Entries contained in a dataset:
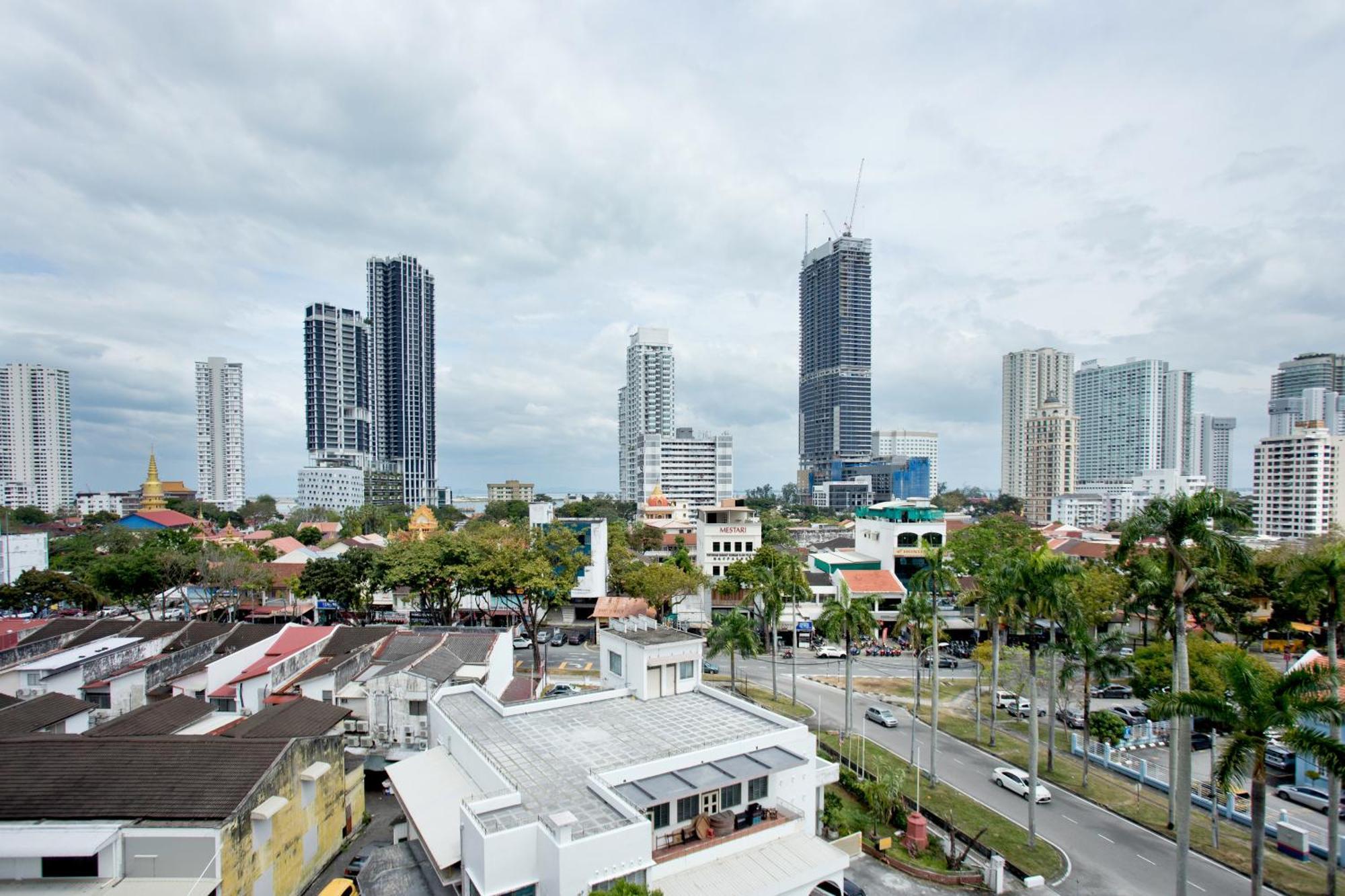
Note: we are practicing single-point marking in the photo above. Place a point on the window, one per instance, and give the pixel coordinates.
(658, 815)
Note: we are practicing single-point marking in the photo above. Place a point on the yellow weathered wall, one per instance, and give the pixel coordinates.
(243, 865)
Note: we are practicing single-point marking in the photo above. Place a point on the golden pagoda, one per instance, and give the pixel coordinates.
(153, 490)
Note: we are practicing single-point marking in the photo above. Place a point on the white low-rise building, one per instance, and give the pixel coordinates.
(568, 795)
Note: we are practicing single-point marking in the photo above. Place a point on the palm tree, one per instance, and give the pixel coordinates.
(917, 614)
(734, 633)
(845, 618)
(935, 579)
(1257, 702)
(1098, 659)
(1042, 579)
(1184, 524)
(1321, 573)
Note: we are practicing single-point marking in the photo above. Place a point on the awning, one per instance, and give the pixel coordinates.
(431, 787)
(33, 841)
(789, 864)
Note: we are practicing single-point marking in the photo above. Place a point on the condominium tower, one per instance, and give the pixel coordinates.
(645, 405)
(401, 307)
(338, 384)
(836, 346)
(36, 455)
(220, 434)
(1032, 377)
(1133, 417)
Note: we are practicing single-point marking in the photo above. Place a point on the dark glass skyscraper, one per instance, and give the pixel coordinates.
(836, 348)
(401, 307)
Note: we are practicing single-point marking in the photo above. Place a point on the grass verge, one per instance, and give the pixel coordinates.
(1004, 836)
(1143, 805)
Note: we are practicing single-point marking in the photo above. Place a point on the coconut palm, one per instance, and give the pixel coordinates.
(734, 633)
(1184, 525)
(935, 579)
(1098, 661)
(1258, 702)
(1042, 577)
(918, 615)
(844, 618)
(1320, 573)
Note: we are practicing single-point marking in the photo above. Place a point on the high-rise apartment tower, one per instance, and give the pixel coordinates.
(1032, 377)
(36, 455)
(401, 309)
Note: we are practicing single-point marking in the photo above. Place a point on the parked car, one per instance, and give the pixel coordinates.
(1280, 758)
(1311, 797)
(1024, 708)
(1073, 716)
(357, 864)
(882, 716)
(1016, 780)
(1113, 690)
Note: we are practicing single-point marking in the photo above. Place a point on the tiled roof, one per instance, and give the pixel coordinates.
(34, 715)
(162, 717)
(155, 778)
(872, 581)
(301, 717)
(348, 639)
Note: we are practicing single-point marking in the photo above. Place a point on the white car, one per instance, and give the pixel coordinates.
(1016, 779)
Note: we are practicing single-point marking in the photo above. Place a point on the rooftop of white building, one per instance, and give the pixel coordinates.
(549, 754)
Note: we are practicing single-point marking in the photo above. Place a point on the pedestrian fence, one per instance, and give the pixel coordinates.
(1231, 805)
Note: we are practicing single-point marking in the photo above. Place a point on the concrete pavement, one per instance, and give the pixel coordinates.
(1108, 853)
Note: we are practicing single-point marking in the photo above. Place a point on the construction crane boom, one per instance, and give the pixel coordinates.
(855, 205)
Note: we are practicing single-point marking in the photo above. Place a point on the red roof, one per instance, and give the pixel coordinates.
(872, 581)
(166, 518)
(291, 641)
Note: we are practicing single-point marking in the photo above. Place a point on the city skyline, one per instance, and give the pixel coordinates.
(552, 235)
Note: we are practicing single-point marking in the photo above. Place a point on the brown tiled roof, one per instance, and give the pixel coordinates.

DIRECTIONS FOR THIS TASK:
Could you rewrite all of the entries above as a JSON list of strings, with one string per line, blank lines skipped and the pictures left out?

WRITTEN REPLY:
[
  "Note: we are practicing single-point marking in the photo above. Place a point on the window, one per instance, and give the pixel coordinates.",
  "(658, 815)",
  "Note: we are practicing single-point marking in the photo above. Place a point on the yellow weathered wall, one per instance, and give the pixel coordinates.",
  "(243, 865)",
  "Note: we are practicing single-point marking in the photo above. Place a point on the golden pagoda, one per instance, and give the pixel coordinates.",
  "(153, 490)",
  "Note: we are practicing single-point marking in the photo above. Place a point on the white low-rise building, one per instance, and give the pixel coordinates.",
  "(568, 795)",
  "Note: we are practicing single-point marking in the photo above. Place a point on the palm tree, one per instance, and give the pixel coordinates.",
  "(917, 614)",
  "(734, 633)",
  "(845, 618)",
  "(935, 579)",
  "(1257, 702)",
  "(1098, 659)",
  "(1042, 579)",
  "(1184, 524)",
  "(1321, 573)",
  "Note: we are practicing single-point marking in the photo above. Place a point on the awning, one per instance, and give the pixel coordinates.",
  "(431, 787)",
  "(33, 841)",
  "(789, 864)",
  "Note: we are practicing single-point marking in the photo above. Place a point on the condominium tower, one per instance, and give the pixel coordinates.",
  "(645, 405)",
  "(401, 307)",
  "(338, 384)",
  "(836, 346)",
  "(36, 455)",
  "(220, 434)",
  "(1032, 377)",
  "(1133, 417)",
  "Note: we are practicing single-point marking in the photo above. Place a point on the dark glass skyscraper, one per instance, and give the pixel coordinates.",
  "(836, 348)",
  "(401, 307)",
  "Note: we are practicing single-point marking in the photo above. Place a point on the grass verge, one per instance, and give the pixel coordinates.",
  "(1004, 836)",
  "(1143, 805)",
  "Note: we are practicing single-point marking in the photo above. Place a point on the coconut palm, one per instance, and give the pixel coordinates.",
  "(734, 633)",
  "(1184, 525)",
  "(935, 579)",
  "(1098, 661)",
  "(1258, 702)",
  "(1042, 577)",
  "(918, 615)",
  "(844, 618)",
  "(1320, 573)",
  "Note: we are practicing single-point marking in the photo above. Place a point on the high-rise apartment tower, one per instance, and give the pixel coordinates.",
  "(1032, 377)",
  "(36, 455)",
  "(401, 309)",
  "Note: we are practicing single-point marking in the photo above. Place a point on the parked car, one per instance, and give the pixel coordinates.",
  "(1280, 758)",
  "(1311, 797)",
  "(1024, 708)",
  "(1073, 716)",
  "(357, 864)",
  "(882, 716)",
  "(1016, 780)",
  "(1113, 690)",
  "Note: we are practicing single-point marking in the photo above. Place a point on the tiled roof, one per instance, and give the pixel coordinates.",
  "(34, 715)",
  "(162, 717)",
  "(155, 778)",
  "(872, 581)",
  "(301, 717)",
  "(348, 639)",
  "Note: we are practicing single-point marking in the photo above. Place a point on the white car, one per instance, and give the pixel coordinates.",
  "(1016, 779)",
  "Note: we are practicing single-point marking in the photo above. Place a point on the rooftop of white building, one per instance, and give the pixel coordinates.",
  "(549, 754)",
  "Note: we are practicing single-point marking in the photo above. Place a point on the pedestrian fence, one per instance, and give the pixel coordinates.",
  "(1231, 805)",
  "Note: we are practicing single-point marking in the photo above. Place a point on the concrete pavement, one per instance, and give the pixel coordinates.",
  "(1108, 853)",
  "Note: we are practicing single-point marking in the photo above. Place a point on the construction crane boom, one per instance, and give the pixel coordinates.",
  "(855, 205)",
  "Note: we are practicing single-point marking in the photo above. Place a point on the red roof, one per instance, and give the pixel coordinates.",
  "(872, 581)",
  "(166, 518)",
  "(291, 641)",
  "Note: we are practicing single-point marking in the photo above. Place a point on the city skyline, one per instance, and give the pixel coordinates.",
  "(552, 235)",
  "Note: we are practicing single-point marking in the photo above. Place a point on the brown tiled roof, one per instance, and give the pixel coordinates."
]